Could you repeat, word for word, every line from the one containing "TARGET = woman's blue jeans" through the final line of the records below, and nothing else?
┄┄┄┄┄┄┄┄┄┄
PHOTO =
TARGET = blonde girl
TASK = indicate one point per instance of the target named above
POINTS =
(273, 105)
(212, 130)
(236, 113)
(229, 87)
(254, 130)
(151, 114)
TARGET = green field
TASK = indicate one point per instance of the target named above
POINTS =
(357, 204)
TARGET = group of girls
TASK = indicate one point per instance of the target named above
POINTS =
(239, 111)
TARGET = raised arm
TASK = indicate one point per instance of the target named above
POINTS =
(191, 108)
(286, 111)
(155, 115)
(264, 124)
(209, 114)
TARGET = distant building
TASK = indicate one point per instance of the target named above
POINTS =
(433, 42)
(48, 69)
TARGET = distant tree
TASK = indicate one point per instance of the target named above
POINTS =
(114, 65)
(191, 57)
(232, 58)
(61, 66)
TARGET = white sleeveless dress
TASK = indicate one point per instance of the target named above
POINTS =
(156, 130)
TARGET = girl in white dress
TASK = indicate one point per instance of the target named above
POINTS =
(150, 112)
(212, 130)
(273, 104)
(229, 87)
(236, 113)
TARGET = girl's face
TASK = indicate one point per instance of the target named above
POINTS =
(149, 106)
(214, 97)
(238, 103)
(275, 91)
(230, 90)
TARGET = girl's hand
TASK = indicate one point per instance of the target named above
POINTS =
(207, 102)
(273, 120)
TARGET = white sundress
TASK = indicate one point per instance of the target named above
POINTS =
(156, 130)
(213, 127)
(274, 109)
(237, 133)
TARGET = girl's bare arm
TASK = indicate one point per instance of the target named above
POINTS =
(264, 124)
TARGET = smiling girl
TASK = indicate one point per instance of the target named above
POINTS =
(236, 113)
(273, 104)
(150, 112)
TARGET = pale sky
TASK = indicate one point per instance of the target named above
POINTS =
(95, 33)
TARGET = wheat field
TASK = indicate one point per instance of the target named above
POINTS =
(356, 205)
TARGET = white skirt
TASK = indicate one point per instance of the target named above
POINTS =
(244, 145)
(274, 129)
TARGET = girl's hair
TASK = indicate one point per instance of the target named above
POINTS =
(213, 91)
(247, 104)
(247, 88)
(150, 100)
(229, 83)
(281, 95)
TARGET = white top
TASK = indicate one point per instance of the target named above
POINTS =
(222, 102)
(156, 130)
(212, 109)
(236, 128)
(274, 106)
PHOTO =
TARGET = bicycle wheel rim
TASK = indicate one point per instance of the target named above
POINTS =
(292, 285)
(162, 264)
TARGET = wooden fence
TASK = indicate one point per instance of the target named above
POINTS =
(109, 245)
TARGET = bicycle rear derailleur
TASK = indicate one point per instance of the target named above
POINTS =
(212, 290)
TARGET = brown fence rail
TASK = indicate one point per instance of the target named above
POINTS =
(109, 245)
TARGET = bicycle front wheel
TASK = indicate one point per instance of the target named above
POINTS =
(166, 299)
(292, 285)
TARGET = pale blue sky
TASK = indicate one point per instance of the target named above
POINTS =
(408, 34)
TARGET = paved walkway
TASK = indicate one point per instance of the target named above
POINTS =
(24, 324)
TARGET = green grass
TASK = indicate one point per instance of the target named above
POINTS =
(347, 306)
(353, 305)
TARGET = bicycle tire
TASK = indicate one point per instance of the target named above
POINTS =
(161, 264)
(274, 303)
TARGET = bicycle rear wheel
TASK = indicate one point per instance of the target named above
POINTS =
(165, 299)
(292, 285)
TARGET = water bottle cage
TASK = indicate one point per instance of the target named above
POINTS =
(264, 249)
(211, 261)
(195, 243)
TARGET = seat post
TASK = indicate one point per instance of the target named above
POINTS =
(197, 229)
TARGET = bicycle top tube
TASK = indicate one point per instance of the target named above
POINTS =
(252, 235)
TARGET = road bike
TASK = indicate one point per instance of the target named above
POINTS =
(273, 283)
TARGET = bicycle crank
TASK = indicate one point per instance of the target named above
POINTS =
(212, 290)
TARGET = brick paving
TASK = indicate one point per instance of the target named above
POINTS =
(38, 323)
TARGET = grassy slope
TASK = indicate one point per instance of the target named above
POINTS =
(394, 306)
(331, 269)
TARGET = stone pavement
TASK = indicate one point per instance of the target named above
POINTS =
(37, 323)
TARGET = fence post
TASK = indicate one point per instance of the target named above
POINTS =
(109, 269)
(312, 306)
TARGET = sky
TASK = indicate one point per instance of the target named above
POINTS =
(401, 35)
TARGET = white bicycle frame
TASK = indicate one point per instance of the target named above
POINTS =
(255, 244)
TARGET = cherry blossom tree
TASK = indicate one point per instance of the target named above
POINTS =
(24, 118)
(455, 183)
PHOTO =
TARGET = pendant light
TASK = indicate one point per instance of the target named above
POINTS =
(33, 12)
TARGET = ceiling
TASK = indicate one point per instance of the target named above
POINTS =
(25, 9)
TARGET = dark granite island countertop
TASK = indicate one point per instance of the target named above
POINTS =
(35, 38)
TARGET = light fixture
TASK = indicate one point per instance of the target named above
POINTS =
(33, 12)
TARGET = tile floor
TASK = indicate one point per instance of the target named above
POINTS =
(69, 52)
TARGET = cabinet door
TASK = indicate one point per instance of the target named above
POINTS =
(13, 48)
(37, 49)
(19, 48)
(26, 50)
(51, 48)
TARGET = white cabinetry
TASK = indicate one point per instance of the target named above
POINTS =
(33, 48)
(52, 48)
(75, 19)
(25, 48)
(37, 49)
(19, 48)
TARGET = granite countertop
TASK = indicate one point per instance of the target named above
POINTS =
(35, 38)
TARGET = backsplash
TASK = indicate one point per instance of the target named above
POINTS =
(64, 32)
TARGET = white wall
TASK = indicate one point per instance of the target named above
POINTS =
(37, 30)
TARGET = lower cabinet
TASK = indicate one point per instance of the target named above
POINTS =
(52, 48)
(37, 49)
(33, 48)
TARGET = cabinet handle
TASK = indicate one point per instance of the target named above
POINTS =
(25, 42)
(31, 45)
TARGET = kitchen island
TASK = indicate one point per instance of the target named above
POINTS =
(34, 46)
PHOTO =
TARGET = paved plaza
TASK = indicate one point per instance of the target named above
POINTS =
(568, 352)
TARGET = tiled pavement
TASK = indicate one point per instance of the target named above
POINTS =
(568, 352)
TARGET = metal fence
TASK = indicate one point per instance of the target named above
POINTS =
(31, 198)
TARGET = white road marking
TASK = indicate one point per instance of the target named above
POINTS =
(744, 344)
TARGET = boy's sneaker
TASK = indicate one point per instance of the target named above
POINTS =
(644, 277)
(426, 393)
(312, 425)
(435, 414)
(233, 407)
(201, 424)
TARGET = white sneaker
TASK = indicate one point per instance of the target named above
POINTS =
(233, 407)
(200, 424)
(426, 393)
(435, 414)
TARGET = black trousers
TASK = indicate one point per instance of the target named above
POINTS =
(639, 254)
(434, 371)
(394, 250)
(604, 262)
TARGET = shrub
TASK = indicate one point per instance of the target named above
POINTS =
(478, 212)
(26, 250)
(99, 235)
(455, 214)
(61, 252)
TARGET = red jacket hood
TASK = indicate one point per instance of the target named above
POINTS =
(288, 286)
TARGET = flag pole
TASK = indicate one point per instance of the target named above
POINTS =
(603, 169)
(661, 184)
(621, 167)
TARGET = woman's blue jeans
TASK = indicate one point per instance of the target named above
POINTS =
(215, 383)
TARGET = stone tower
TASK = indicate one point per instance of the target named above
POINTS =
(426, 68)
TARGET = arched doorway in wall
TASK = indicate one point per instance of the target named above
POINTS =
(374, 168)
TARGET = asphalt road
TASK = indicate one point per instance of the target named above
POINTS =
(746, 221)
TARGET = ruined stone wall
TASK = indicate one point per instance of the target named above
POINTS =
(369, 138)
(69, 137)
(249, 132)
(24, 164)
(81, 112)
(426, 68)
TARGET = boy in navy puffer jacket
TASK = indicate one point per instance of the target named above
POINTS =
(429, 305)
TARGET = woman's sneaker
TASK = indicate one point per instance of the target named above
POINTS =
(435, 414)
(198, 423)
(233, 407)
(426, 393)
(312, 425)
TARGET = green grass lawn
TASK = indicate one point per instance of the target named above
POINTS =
┄┄┄┄┄┄┄┄┄┄
ANSWER IN FULL:
TARGET = woman's blue jeans
TASK = indicate one point per instance of the target named above
POINTS =
(215, 383)
TARGET = stone tower
TASK = indicate one point per instance of the target named above
POINTS =
(426, 68)
TARGET = arched doorway in wall
TASK = indicate one point per instance of the target named above
POINTS =
(374, 168)
TARGET = asphalt road
TASK = indicate one point per instance of the target named above
POINTS =
(746, 221)
TARGET = ruined stone wall
TASK = indicate one point per instance of the target named above
POINTS =
(369, 138)
(69, 137)
(249, 132)
(24, 164)
(81, 112)
(426, 68)
TARGET = boy in navy puffer jacket
TASK = indicate one point per instance of the target named above
POINTS =
(429, 305)
TARGET = woman's sneaker
TASK = indicate one point per instance of the target named above
POINTS =
(435, 414)
(198, 423)
(233, 407)
(426, 393)
(312, 425)
TARGET = green grass lawn
TASK = indicate one point per instance of the target named above
POINTS =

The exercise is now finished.